Problem description - Duplicate the passage of the deep brain stimulation article starting at "The company says" and ending at "future disease targets.".

Selected extract -
= Beginning of Section =
Deep brain stimulation is a hot topic in device circles, particularly with its promise for treating such neurological conditions as Parkinson's disease and depression. Switzerland's Aleva Neurotherapeutics is looking to make a splash with its own next-generation implants for DBS, and it has just scored 4 million Swiss francs ($4.4 million) in Series B to advance the clinical development of its products.
Lead investor Banexi Ventures Partners joined the round with private investors and existing institutional investors BioMedInvest AG, BB Biotech Ventures III and Initiative Capital Romandie.
The company says it will use the proceeds to advance its neurostimulation products through clinical development up to CE marking. Its products are based on its proprietary microDBS technology, and it is initially targeting the growing population of patients with Parkinson's disease, essential tremor and dystonia. Alzheimer's disease and dementia also could be future disease targets.
The company, of course, is welcoming the cash infusion with open arms. "We are very pleased to have closed a Series B financing round only a few months after our initial financing and to have established a strong consortium of leading private equity investors in the healthcare field," Aleva CEO Jean-Pierre Rosat said in a statement.
According to its website, Aleva is developing three brain stimulating products: directSTIM, which is slated to improve currently available DBS procedures by reducing surgery times, side effects and re-operations; spiderSTIM, which the company hopes could eventually tackle such indications as post-traumatic stress disorders; and cortiSTIM, an implant for highly localized cortical stimulation that could possibly be used to treat essential tremors.
DBS has been shown to help patients with intractable Parkinson's or other movement disorders. But big names, including Medtronic ($MDT) and St. Jude Medical ($STJ), have looked at the pacemaker-like devices to treat psychiatric diseases like depression, obsessive compulsive disorder and Tourette's syndrome.
Recently, researchers from the Bonn University Medical Center in Germany announced that they had determined that brain pacemakers provide a long-term effect in severely depressed patients. Data from a study of 11 subjects over a two- to 5-year period showed that half of the patients experienced a reduction in symptoms of more than 50%.
"Research is still needed in this area," explained the university's Thomas Schläpfer. However, the DBS method may signify hope for people who suffer from the most severe forms of depression.
= End of Section =
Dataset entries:
= Beginning of Section =
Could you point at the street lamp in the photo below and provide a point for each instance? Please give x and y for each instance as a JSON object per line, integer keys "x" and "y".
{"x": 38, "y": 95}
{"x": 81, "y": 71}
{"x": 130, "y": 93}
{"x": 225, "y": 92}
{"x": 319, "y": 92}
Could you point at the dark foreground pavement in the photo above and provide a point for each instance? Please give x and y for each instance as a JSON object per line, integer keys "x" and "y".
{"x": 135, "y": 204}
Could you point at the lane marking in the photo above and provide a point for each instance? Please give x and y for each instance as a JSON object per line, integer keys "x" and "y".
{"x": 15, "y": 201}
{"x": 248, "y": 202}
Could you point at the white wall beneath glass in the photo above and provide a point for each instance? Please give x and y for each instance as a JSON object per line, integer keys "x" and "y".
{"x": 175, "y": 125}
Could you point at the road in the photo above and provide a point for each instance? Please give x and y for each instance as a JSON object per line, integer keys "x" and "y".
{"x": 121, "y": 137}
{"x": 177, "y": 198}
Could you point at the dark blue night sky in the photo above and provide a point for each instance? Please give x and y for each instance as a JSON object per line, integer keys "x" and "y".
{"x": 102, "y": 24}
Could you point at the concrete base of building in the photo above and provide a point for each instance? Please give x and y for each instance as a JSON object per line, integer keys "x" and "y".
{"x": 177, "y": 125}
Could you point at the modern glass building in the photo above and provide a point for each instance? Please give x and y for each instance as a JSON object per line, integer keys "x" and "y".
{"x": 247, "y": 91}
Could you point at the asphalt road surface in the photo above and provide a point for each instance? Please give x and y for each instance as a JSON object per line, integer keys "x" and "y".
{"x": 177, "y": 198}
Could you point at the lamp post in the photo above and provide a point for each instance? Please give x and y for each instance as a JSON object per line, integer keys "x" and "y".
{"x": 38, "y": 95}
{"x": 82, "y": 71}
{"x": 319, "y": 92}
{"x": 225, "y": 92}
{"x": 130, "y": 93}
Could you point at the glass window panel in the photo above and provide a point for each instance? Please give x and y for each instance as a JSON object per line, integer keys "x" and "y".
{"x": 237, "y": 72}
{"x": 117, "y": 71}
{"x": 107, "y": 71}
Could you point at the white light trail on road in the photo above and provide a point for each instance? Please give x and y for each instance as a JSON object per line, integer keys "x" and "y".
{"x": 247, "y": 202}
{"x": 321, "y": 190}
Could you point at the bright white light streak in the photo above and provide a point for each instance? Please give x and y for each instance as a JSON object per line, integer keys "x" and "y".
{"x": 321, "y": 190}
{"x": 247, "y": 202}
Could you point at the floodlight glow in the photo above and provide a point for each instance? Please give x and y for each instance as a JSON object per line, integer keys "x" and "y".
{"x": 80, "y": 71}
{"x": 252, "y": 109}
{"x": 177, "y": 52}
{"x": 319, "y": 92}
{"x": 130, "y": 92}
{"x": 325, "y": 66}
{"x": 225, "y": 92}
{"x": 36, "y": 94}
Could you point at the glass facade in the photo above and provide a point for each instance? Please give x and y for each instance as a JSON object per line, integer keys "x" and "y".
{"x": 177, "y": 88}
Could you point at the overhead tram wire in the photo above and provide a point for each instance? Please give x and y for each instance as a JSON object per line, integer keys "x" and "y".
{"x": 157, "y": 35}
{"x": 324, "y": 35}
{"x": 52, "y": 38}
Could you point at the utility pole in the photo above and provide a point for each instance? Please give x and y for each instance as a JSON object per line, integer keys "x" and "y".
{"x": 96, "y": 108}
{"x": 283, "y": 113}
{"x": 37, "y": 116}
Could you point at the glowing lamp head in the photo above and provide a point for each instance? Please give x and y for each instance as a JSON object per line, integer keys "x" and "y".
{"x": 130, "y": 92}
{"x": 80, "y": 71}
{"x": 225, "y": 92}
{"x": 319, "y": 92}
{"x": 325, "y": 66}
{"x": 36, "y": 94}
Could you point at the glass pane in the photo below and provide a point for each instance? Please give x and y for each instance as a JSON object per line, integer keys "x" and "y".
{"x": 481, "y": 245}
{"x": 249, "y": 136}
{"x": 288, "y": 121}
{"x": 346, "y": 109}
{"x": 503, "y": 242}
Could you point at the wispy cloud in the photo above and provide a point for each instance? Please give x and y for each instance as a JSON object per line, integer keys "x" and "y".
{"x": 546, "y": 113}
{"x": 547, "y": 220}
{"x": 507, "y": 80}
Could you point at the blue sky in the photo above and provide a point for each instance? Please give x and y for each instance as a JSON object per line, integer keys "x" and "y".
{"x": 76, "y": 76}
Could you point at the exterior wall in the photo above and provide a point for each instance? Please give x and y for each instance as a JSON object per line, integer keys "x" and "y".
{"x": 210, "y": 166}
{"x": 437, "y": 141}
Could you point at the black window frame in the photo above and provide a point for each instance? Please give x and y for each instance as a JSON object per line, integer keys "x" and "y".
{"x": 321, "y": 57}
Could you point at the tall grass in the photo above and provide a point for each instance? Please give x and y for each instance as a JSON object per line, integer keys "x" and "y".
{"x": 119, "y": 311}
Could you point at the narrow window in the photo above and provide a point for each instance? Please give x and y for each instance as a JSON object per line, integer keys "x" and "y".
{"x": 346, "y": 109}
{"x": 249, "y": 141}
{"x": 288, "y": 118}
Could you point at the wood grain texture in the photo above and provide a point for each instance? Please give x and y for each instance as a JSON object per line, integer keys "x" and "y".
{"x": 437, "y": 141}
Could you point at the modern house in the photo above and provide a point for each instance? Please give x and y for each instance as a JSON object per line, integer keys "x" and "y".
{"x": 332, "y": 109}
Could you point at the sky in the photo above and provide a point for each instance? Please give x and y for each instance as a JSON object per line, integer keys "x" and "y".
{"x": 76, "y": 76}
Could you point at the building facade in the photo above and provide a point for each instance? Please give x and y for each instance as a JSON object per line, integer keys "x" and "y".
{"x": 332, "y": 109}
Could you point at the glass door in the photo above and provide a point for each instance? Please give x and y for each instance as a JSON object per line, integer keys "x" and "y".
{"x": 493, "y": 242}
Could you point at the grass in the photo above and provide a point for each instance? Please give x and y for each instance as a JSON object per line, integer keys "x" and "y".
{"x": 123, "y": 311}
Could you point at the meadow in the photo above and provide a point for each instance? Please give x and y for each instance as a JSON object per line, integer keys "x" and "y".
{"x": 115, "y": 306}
= End of Section =
Answer for the task -
The company says it will use the proceeds to advance its neurostimulation products through clinical development up to CE marking. Its products are based on its proprietary microDBS technology, and it is initially targeting the growing population of patients with Parkinson's disease, essential tremor and dystonia. Alzheimer's disease and dementia also could be future disease targets.